(Items listed in a dataset)
• • •

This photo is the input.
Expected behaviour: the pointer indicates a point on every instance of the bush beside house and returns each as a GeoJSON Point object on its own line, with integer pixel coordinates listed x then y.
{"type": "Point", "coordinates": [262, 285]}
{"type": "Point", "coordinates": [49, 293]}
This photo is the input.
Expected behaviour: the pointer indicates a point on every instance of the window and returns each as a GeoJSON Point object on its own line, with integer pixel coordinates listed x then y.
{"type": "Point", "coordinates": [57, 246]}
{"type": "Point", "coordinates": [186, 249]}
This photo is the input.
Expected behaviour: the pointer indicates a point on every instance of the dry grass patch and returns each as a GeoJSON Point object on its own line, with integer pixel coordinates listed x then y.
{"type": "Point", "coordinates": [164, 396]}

• • •

WORK TO COMPLETE
Every entry above needs to be duplicated exactly.

WRITTEN ANSWER
This photo is the input.
Expected behaviour: the pointer indicates a point on every instance of the bush beside house and returns each as a GeoJSON Point object on its own line, with integer pixel coordinates listed x then y.
{"type": "Point", "coordinates": [262, 285]}
{"type": "Point", "coordinates": [49, 293]}
This photo is the input.
Expected behaviour: the pointer indicates a point on every instance of the window and returns each as a GeoJSON Point object on its own line, with integer pixel coordinates listed x then y.
{"type": "Point", "coordinates": [57, 246]}
{"type": "Point", "coordinates": [186, 249]}
This photo is the input.
Expected behaviour: the pointer indicates a point on every instance of the dry grass patch and returns each as a GeoJSON Point object on its own line, with integer pixel coordinates listed x then y.
{"type": "Point", "coordinates": [164, 396]}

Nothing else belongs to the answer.